_What the task requires_
Please retype the essay "At the Foot of the Cross" below word for word, from its title through its final line.

_Document text_

At the Foot of the Cross

by Joanie Butman


With Fat Tuesday* looming, I wanted to share what I consider my most valuable Israel takeaway  – or more accurately, ‘leave behind.’ When the professor suggested we begin the trip open to the divine mystery and a new way of looking at things, I had no idea the ‘thing’ God was going to have me see in a new way was me – and not the me I see in the mirror every morning. What I saw was the one I prefer not to examine too closely. The one without cover up. 

Don’t worry, I’m not going to bare my darkest secrets. You probably already know more than you ever wanted about me by now anyway. God and I have spent years reconciling the big issues. Those are hard to ignore. The ones He was addressing now were more mundane in nature. The kind that are easily ignored and are merely symptoms of being human, which creep in and take root if we aren’t vigilant and intentional in addressing them. I just didn’t realize how many I was carrying around – much the same way I couldn’t understand why my backpack was so heavy until I unloaded all the rocks I’d collected. DUH!

_Excerpted data_

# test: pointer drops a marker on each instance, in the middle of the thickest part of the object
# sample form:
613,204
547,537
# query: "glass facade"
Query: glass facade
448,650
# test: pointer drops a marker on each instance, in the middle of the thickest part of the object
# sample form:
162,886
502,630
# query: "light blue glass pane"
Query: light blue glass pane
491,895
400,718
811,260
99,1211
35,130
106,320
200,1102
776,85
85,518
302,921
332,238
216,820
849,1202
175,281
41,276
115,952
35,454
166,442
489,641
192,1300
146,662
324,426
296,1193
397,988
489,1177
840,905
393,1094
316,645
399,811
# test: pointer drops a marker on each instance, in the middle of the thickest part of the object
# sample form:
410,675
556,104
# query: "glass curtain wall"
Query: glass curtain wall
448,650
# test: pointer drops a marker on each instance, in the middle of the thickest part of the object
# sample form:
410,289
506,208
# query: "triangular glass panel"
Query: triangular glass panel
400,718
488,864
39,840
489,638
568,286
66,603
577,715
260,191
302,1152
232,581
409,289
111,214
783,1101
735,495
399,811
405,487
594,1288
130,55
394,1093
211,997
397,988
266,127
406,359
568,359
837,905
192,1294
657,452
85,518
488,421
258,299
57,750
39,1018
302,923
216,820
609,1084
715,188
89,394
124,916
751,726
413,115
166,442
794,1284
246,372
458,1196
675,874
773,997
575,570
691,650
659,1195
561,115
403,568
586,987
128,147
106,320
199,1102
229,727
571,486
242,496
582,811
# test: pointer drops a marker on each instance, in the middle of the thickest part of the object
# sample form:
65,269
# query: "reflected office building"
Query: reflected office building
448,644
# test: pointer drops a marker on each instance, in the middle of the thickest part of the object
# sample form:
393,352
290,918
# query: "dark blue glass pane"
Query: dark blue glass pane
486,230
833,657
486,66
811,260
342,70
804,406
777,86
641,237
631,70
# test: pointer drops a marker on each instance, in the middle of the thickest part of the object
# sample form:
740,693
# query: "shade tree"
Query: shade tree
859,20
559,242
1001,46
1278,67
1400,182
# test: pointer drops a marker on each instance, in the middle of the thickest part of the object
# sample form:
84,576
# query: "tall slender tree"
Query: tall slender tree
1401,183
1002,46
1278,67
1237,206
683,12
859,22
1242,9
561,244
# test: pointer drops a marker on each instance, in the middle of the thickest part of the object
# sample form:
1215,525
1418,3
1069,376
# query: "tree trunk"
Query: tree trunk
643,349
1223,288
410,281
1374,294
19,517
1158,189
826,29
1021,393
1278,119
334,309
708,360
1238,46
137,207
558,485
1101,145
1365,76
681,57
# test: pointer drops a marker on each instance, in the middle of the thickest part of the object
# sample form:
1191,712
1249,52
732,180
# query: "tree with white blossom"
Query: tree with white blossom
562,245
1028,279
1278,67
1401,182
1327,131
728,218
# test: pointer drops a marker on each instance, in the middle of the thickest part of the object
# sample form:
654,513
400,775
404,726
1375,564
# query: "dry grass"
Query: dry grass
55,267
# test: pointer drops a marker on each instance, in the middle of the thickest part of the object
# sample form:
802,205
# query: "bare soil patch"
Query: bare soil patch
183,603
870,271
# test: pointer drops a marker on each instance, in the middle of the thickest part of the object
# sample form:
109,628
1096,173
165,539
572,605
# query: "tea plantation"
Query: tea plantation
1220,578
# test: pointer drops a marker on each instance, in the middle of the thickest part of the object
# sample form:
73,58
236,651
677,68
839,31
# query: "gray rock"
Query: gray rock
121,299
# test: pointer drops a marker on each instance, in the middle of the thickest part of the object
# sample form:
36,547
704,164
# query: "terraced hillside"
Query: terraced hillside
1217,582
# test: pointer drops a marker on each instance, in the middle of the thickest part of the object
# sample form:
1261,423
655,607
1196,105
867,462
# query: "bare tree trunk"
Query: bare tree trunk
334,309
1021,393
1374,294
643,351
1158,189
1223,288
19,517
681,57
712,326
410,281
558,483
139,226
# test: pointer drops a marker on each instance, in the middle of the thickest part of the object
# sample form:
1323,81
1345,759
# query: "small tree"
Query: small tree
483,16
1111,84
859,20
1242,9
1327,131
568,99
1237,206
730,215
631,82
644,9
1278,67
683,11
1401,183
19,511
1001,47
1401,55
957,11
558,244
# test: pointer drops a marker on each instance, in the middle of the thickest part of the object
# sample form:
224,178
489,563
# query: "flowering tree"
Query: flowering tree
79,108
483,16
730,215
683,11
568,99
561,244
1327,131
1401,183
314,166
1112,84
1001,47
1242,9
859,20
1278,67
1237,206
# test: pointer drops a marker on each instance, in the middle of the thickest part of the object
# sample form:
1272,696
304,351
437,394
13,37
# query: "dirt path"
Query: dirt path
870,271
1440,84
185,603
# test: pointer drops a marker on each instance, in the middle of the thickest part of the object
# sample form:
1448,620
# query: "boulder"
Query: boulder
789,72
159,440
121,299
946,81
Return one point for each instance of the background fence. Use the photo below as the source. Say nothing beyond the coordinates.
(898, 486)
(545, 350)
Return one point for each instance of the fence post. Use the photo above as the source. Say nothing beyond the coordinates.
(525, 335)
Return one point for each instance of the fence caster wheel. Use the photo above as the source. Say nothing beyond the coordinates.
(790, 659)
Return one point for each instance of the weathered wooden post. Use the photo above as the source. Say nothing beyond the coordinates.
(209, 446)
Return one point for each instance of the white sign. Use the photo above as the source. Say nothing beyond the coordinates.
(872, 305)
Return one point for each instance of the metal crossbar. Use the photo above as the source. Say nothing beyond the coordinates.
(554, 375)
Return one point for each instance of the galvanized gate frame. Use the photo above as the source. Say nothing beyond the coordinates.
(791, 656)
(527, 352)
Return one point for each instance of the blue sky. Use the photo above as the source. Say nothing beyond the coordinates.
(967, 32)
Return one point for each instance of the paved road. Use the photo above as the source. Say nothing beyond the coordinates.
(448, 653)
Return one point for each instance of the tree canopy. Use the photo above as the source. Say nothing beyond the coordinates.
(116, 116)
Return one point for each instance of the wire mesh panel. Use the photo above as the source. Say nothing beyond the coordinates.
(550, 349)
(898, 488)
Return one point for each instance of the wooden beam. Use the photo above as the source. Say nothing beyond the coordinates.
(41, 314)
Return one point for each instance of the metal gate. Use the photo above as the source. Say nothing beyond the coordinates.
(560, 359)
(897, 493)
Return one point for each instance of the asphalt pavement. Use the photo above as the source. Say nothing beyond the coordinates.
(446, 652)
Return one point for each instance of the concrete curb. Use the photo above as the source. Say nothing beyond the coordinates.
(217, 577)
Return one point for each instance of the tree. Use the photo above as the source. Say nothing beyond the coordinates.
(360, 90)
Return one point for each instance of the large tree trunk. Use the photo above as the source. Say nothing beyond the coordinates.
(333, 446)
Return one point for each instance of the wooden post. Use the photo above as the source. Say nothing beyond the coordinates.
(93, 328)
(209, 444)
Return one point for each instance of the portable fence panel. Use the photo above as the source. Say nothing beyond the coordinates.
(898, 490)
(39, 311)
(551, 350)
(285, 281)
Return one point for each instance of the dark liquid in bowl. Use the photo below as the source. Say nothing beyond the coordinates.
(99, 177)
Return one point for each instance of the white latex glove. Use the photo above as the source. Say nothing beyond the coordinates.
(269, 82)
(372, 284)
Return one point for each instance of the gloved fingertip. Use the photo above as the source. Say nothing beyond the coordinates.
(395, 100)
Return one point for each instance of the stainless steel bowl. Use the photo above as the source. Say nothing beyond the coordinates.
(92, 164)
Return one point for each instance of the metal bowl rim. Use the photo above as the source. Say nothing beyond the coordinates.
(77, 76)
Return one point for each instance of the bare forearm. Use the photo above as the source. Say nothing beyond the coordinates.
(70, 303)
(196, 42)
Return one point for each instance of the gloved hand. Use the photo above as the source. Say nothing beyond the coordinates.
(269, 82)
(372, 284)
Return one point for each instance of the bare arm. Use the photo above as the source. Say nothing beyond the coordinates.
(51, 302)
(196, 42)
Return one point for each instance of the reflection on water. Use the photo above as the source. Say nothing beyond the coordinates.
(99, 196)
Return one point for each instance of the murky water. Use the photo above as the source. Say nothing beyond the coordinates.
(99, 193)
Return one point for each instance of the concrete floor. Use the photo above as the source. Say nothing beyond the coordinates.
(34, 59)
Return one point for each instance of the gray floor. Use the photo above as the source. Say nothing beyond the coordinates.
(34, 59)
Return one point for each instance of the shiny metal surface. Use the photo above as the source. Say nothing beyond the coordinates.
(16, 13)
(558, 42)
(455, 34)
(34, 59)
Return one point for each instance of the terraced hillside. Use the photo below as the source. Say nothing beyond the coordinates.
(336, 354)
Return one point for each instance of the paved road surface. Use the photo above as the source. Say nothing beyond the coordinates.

_Response_
At the Foot of the Cross

by Joanie Butman


With Fat Tuesday* looming, I wanted to share what I consider my most valuable Israel takeaway  – or more accurately, ‘leave behind.’ When the professor suggested we begin the trip open to the divine mystery and a new way of looking at things, I had no idea the ‘thing’ God was going to have me see in a new way was me – and not the me I see in the mirror every morning. What I saw was the one I prefer not to examine too closely. The one without cover up. 

Don’t worry, I’m not going to bare my darkest secrets. You probably already know more than you ever wanted about me by now anyway. God and I have spent years reconciling the big issues. Those are hard to ignore. The ones He was addressing now were more mundane in nature. The kind that are easily ignored and are merely symptoms of being human, which creep in and take root if we aren’t vigilant and intentional in addressing them. I just didn’t realize how many I was carrying around – much the same way I couldn’t understand why my backpack was so heavy until I unloaded all the rocks I’d collected. DUH!